* _TRECHO DO TEXTO_:
· · · · · · ·

Segundo Gonçalves (2002, p.119 apud SCIFONI, 2006, p.59) “quando narrado sob o registro da monumentalidade, o patrimônio cultural é definido pela tradição, deslocando-se para segundo plano a experiência individual e coletiva dos bens culturais. Há uma visão homogênea da nação”. Logo, o patrimônio protegido enquanto monumento, tem como propósito reconhecer seu significado para uma nação.

Com o desenvolvimento das discussões, outras ferramentas metodológicas e nomenclaturas surgiram com a intenção de ampliar as discussões e fortalecer o objetivo principal de preservação e conservação do patrimônio. A inserção da dimensão humana nos estudos e ações voltadas à preservação patrimonial, as atividades de industrialização se tornaram foco de considerável destaque. Segundo as considerações de Oliveira (2010, p.180) “[...] dentre os diferentes tipos de valoração patrimonial, há algumas décadas tem sido colocada a ideia de patrimônio industrial, dando importância as atividades industriais contemporâneas nos seus aspectos tecnológicos, econômicos e sociais”.

Nesse sentido, o patrimônio industrial compreende toda e qualquer infraestrutura ou superestrutura, criada e utilizada para o desenvolvimento das atividades industriais, incluindo as dimensões sociais que o incorporaram, como as tradições e modo de fazer daqueles que viveram esse contexto histórico.

De acordo com as diretrizes estabelecidas na Carta de Nizhny Tagil (TICCIH, 2003), o termo patrimônio industrial surge com o objetivo de voltar os esforços para a preservação dos vestígios materiais e imateriais que compreendem o período histórico desde a Revolução Industrial, iniciado na segunda metade do século XVIII, até a atualidade. Nesse momento investigativo, a arqueologia industrial surgiu como:

um método interdisciplinar que estuda todos os vestígios, materiais e imateriais, os documentos, os artefatos, a estratigrafia e as estruturas, as implantações humanas e as paisagens naturais e urbanas, criadas para ou por processos industriais. A arqueologia industrial utiliza os métodos de investigação mais adequados para aumentar a compreensão do passado e do presente industrial (TICCIH, 2003).

· · · · · · ·

* _OBJETIVOS_:
A. De acordo com o texto sobre patrimônio industrial, que período histórico esse termo abrange segundo a Carta de Nizhny Tagil?
B. Indique se cada afirmação abaixo está de acordo com o texto sobre patrimônio industrial. Responda sim ou não e cite as palavras do texto que decidem a resposta.
(i) O patrimônio industrial inclui as tradições e o modo de fazer de quem viveu esse contexto histórico.
(ii) A arqueologia industrial estuda somente os vestígios materiais.
(iii) Para Gonçalves, no registro da monumentalidade, a experiência individual e coletiva dos bens culturais passa ao primeiro plano.
C. Prossiga o texto sobre patrimônio industrial a partir do ponto em que ele termina.

· · · · · · ·

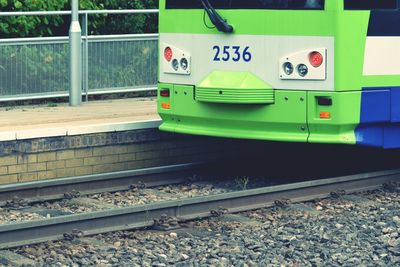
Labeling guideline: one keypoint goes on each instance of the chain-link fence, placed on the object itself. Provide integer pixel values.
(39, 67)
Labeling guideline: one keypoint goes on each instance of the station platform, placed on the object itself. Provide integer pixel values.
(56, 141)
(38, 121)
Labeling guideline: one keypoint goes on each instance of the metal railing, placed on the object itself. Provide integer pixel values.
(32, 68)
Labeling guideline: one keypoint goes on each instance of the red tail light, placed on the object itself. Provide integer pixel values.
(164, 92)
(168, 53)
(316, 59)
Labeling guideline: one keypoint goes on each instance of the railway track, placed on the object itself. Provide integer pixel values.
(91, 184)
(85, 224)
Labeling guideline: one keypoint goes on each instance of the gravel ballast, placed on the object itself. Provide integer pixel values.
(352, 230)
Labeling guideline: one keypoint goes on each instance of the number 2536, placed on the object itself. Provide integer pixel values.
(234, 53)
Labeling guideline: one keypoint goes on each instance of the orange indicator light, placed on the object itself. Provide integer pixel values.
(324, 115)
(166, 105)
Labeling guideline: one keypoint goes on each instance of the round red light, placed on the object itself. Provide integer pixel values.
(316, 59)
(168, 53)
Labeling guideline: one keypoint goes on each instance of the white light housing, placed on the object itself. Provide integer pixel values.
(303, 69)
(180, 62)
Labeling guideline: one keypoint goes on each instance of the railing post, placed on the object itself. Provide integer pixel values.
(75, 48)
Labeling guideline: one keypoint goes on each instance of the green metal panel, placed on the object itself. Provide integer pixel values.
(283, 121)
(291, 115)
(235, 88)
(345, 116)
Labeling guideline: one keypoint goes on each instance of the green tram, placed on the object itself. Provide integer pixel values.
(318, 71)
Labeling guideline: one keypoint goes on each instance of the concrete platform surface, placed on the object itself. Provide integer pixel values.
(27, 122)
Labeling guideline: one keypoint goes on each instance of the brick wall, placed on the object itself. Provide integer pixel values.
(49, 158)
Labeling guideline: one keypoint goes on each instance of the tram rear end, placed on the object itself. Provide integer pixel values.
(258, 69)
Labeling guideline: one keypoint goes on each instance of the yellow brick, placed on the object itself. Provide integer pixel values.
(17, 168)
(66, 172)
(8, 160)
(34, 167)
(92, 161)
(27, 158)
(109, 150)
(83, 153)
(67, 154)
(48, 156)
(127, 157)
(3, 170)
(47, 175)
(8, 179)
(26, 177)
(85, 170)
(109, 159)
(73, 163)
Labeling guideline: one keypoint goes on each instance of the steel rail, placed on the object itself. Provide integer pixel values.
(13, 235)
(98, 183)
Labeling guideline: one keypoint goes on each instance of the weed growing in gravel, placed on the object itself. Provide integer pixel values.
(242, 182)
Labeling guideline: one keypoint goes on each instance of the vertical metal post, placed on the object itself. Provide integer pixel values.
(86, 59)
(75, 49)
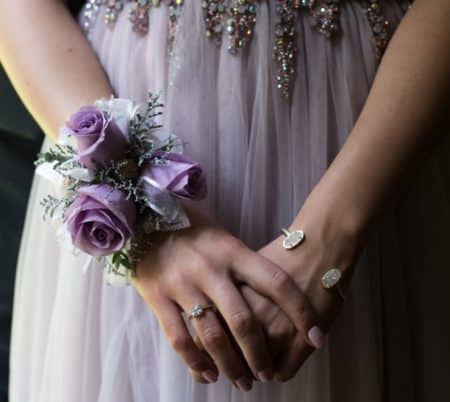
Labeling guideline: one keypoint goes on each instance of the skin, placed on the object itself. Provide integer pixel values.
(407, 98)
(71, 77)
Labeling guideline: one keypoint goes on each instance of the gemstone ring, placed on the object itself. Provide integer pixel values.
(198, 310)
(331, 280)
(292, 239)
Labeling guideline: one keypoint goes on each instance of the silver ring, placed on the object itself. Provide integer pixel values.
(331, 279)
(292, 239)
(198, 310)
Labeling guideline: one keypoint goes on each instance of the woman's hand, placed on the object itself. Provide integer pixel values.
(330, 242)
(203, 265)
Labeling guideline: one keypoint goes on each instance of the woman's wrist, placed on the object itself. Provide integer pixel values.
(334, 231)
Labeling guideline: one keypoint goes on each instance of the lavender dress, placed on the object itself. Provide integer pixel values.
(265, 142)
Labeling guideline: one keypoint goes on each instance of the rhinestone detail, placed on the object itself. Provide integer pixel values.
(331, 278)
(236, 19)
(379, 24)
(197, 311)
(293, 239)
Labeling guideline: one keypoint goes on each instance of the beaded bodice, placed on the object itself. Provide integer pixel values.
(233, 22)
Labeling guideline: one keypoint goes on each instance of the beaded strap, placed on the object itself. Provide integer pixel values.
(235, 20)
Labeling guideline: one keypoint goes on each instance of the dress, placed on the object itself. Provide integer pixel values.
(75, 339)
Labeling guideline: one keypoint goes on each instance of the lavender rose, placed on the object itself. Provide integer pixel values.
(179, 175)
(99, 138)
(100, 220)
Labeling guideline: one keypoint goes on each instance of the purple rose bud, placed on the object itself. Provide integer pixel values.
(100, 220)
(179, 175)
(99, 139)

· · · · · · ·

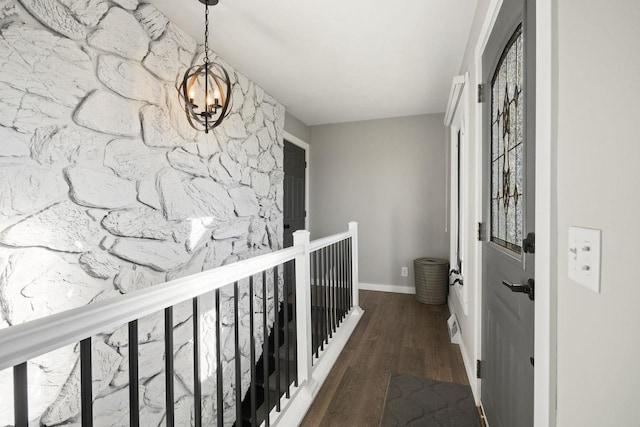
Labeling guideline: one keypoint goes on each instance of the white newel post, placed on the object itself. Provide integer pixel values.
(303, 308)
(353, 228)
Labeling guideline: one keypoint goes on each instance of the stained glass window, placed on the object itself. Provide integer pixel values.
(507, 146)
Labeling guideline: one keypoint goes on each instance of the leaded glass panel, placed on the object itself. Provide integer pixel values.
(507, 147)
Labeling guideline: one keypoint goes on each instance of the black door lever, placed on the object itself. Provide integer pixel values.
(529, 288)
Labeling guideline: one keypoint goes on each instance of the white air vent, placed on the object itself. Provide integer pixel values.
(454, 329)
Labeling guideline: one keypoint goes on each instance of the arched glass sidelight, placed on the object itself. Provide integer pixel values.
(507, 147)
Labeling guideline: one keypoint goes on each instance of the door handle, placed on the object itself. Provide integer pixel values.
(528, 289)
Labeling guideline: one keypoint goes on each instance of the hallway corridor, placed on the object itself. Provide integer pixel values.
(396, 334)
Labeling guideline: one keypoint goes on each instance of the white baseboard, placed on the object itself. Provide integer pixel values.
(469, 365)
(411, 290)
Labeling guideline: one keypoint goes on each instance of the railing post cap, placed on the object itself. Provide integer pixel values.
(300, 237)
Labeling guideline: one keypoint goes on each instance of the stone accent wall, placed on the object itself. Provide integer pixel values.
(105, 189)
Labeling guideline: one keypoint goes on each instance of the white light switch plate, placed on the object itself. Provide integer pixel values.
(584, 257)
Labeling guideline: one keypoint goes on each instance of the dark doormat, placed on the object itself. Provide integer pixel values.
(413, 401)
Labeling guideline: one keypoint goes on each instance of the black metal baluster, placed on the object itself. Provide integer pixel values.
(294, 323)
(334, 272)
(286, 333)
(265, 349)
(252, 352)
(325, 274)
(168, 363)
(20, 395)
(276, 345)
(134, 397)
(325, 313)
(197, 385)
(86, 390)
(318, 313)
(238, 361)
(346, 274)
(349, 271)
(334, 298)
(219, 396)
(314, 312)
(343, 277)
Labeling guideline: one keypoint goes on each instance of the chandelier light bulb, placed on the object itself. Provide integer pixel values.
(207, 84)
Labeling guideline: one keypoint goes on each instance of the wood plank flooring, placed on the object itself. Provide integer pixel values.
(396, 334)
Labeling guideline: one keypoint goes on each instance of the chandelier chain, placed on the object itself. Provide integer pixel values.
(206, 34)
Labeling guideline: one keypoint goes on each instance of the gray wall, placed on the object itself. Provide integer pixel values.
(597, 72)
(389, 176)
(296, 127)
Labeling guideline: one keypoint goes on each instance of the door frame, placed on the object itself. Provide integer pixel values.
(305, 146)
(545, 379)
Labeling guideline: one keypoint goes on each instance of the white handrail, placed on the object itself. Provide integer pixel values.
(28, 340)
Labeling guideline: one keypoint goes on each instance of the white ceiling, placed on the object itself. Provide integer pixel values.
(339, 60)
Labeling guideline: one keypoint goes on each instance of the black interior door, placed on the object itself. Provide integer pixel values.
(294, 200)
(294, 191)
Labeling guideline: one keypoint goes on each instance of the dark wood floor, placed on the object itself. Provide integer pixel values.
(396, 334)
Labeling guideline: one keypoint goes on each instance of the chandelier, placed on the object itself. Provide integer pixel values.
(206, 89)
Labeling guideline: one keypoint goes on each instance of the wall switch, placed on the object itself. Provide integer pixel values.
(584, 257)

· · · · · · ·

* _RESPOSTAS_:
A. Vai desde a Revolução Industrial, iniciada na segunda metade do século XVIII, até a atualidade.

B.
(i) Sim: "incluindo as dimensões sociais que o incorporaram, como as tradições e modo de fazer daqueles que viveram esse contexto histórico".
(ii) Não: "estuda todos os vestígios, materiais e imateriais".
(iii) Não: "deslocando-se para segundo plano a experiência individual e coletiva dos bens culturais".

C.
A arqueologia industrial tem o propósito de interpretar o estudo do patrimônio industrial com maior abrangência. À vista disso, esse método faria a descoberta, registro e estudo dos vestígios industriais. De acordo com o TICCIH (2003), o patrimônio industrial compreende todo e qualquer vestígio da indústria que tenha valor histórico, independentemente de seu caráter material ou imaterial. Em documento posterior, a entidade ampliou a conceituação sobre patrimônio industrial ao observar que esse tipo patrimonial "compreende sítios, estruturas, complexos, áreas e paisagens assim como maquinaria, objetos ou documentos relacionados que fornecem evidências dos processos de produção industrial passados ou em desenvolvimento, da extração de matéria-prima, de sua transformação em bens de consumo, das infraestruturas de transporte e de energia relacionadas" (TICCIH; ICOMOS, 2011). A carta evoca ainda tanto os aspectos "bens materiais – imóveis e móveis – quanto as dimensões intangíveis" (conhecimento, organização do trabalho e convivências sociais).

Frente aos avanços para a conceituação do patrimônio industrial e dos avanços nas políticas de proteção e gestão patrimonial, espera-se que esse legado cultural permaneça. Todavia, existem ainda algumas problemáticas que dificultam essa proteção, por exemplo, a sua localização espacial ao ocupar os centros urbanos, que possuem valor econômico e espacial. De acordo com (KÜHL, 1998) a degradação gradual do patrimônio industrial e sua baixa rentabilidade são fatores que dificultam sua preservação.

Por isso, as diretrizes e propostas de salvaguarda patrimonial elaboradas e executadas pelos órgãos de preservação não são suficientes. É preciso que, junto a proprietários, gestores e comunidade contribuam com ações preservacionistas. Como medida para auxiliar na preservação do patrimônio, a atividade turística é vista como uma possibilidade de proteção e gestão patrimonial. Entre os variados segmentos turísticos, o Turismo Cultural busca compreender “[...] o interesse pelos espaços mais bem conservados e por outra classe de atrativos mais específicos” (Castillo Canalejo et al., 2011, p.3, tradução nossa).

De acordo com Pereiro Pérez (2009), as primeiras viagens motivadas, principalmente pelo intercâmbio cultural, foram registradas no século XVIII, denominadas de Grand Tours. Quem as realizava eram os nobres e burgueses que objetivavam ter uma formação por meio do contato com outros povos e culturas. Isso os tornaria mais bem aceitos em seus países de origem. Fato que os possibilitaria ocupar cargos de liderança e governança.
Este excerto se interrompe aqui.